WHAT YOU SHOULD DO -> How many lines in the records contain the string "blurred"? Reply with the number only.

RECORD SET ->

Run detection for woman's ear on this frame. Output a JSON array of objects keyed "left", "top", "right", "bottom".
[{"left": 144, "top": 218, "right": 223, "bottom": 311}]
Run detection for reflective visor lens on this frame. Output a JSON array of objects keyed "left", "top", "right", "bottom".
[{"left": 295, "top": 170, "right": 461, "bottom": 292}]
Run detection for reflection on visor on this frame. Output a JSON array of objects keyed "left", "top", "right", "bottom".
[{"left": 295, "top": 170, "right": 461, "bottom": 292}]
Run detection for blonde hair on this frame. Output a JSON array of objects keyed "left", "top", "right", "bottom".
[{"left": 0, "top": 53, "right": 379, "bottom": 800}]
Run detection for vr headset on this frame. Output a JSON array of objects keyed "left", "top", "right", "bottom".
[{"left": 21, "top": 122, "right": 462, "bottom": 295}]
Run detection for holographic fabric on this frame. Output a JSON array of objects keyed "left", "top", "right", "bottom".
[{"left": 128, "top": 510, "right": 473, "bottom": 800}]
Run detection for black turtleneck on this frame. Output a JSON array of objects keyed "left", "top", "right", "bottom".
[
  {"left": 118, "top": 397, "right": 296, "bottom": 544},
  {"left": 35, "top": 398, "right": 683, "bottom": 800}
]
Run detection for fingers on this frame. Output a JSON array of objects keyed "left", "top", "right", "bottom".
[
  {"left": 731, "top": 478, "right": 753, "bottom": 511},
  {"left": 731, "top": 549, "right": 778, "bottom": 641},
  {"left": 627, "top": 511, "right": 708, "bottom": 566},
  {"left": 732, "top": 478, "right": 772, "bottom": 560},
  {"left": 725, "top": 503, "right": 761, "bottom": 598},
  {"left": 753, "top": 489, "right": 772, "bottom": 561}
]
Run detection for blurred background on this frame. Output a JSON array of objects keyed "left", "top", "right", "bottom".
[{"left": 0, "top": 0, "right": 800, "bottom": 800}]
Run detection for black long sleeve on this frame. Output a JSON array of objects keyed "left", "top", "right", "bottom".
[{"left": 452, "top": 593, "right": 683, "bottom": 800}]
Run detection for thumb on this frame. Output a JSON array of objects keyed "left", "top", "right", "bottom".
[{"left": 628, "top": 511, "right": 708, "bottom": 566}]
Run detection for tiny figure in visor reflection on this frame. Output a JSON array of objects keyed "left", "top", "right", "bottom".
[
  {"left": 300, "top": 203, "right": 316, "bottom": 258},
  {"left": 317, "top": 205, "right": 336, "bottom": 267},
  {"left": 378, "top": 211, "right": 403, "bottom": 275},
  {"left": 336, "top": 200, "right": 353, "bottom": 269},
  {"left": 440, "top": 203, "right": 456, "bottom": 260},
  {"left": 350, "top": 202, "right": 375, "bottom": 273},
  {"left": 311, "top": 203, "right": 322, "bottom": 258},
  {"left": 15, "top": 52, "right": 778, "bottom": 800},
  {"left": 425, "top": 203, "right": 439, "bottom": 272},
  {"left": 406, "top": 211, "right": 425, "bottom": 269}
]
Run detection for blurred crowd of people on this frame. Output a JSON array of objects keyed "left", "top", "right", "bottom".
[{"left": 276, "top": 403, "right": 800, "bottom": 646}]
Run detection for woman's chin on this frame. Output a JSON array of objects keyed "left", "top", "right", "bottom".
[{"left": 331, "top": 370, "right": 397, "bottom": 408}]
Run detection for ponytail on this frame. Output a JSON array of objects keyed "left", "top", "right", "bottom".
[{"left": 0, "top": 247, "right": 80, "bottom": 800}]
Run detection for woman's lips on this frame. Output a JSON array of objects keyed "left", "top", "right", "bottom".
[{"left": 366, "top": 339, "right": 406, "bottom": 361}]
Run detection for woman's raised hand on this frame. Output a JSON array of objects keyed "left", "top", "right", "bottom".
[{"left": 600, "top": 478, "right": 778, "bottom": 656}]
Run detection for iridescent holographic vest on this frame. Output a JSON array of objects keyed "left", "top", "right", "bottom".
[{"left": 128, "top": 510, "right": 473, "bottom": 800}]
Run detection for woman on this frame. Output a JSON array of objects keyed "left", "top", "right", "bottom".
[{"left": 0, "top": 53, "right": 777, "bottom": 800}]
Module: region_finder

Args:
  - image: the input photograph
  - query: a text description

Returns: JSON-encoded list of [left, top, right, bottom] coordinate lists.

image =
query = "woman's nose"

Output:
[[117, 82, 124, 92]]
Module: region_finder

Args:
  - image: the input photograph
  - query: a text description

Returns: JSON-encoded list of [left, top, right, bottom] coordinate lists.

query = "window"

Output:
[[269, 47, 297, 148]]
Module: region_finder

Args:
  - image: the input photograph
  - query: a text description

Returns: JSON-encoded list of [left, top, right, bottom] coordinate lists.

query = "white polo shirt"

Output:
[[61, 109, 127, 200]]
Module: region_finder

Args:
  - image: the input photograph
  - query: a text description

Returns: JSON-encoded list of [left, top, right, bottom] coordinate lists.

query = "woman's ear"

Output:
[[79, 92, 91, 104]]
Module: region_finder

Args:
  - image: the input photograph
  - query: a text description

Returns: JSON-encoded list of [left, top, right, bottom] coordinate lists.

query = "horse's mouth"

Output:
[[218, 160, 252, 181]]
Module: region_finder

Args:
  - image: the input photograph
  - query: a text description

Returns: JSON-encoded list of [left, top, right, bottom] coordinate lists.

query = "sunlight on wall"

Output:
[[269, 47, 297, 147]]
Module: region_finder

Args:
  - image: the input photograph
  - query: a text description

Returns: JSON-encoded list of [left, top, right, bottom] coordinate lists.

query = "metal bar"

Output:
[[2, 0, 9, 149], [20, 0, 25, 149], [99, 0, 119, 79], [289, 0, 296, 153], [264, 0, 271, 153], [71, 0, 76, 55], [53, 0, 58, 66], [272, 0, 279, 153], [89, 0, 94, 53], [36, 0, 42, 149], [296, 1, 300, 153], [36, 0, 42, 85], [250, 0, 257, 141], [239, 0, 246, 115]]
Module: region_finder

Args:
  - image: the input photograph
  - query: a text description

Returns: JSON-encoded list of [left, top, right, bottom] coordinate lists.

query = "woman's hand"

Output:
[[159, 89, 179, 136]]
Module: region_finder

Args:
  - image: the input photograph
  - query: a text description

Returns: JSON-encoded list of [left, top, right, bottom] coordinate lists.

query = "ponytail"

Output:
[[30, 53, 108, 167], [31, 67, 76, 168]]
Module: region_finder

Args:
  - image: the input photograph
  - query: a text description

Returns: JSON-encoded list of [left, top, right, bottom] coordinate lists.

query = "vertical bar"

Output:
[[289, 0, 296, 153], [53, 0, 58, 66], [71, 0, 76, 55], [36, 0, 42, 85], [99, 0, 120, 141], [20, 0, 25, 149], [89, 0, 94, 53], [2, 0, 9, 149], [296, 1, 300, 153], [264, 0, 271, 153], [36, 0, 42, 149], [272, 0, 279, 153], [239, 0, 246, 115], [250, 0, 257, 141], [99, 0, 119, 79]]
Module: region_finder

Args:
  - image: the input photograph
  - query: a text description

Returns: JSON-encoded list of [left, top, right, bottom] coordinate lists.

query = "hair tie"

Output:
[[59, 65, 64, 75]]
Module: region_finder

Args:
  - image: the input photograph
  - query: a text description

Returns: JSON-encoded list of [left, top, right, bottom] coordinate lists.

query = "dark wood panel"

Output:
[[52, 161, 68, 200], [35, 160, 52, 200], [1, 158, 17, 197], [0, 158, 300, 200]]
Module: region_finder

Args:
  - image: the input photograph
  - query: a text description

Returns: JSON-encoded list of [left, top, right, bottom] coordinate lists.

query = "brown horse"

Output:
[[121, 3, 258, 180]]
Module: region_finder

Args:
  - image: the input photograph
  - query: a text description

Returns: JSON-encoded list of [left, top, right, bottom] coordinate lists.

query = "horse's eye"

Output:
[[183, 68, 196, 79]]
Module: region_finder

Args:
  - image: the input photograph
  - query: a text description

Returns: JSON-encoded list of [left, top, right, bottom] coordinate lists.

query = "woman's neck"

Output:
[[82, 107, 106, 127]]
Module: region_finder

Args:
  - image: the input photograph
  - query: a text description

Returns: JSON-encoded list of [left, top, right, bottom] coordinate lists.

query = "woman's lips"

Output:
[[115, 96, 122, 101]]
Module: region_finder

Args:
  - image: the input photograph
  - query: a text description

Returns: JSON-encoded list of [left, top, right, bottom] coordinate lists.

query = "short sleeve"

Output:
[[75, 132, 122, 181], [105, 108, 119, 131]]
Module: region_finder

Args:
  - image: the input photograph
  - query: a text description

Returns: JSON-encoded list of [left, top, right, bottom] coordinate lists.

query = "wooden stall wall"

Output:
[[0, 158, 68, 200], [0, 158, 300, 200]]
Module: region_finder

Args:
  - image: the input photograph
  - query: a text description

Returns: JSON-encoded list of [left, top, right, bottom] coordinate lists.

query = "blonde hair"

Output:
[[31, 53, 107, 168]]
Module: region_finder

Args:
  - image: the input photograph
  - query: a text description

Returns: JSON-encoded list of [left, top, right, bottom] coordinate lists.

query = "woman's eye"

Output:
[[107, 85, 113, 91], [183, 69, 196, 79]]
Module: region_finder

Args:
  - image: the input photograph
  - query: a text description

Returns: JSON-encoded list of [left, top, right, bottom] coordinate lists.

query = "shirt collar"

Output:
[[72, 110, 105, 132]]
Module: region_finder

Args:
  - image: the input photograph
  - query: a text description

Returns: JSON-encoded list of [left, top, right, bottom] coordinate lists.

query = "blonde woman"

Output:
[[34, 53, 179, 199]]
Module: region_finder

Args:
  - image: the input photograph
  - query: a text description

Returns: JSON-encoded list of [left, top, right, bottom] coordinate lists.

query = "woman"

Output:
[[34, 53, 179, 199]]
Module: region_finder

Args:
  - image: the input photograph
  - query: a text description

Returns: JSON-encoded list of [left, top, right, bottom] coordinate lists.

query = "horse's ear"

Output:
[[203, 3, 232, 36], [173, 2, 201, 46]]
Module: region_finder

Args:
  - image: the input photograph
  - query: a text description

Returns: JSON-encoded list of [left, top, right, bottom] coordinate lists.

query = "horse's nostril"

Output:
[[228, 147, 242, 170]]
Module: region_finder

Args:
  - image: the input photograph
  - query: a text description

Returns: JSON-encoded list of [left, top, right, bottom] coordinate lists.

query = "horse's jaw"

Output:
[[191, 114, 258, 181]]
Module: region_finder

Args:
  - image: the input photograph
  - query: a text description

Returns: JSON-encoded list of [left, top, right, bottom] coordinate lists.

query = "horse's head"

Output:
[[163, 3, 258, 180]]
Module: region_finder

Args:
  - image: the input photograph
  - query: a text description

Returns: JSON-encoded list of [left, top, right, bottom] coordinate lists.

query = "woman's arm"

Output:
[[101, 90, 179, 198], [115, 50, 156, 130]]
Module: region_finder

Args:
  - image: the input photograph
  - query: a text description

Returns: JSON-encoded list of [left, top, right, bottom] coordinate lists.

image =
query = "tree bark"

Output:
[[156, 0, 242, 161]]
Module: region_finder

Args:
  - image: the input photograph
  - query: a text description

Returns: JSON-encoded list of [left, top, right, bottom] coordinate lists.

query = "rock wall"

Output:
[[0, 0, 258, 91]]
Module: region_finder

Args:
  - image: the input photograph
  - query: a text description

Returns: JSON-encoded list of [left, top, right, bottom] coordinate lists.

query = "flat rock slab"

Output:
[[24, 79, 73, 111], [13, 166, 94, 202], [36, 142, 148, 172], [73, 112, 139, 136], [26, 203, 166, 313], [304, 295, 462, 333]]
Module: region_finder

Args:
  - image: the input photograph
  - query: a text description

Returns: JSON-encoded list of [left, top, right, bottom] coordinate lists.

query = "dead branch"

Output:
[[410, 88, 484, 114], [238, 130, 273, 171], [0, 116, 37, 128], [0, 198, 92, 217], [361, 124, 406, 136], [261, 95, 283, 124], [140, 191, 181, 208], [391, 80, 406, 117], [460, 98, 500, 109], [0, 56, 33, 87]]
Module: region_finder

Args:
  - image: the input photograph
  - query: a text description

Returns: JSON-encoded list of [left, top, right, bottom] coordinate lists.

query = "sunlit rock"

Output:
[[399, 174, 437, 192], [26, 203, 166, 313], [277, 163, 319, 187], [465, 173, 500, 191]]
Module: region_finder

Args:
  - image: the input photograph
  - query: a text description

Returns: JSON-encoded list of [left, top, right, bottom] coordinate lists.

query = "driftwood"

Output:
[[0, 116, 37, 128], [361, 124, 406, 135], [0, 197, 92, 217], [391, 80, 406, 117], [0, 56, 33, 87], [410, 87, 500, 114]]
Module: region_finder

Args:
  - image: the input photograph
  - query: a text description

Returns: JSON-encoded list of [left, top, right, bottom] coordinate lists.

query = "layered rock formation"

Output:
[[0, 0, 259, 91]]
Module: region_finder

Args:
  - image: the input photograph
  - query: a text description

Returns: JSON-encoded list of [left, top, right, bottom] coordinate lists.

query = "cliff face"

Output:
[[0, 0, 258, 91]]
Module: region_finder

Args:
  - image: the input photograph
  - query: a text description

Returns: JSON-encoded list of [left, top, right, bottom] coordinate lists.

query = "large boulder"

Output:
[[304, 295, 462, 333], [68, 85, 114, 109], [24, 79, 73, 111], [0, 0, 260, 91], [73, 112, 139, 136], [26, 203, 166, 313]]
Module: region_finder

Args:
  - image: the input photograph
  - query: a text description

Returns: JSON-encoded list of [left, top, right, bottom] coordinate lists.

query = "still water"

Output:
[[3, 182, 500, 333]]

THE REPLY -> 2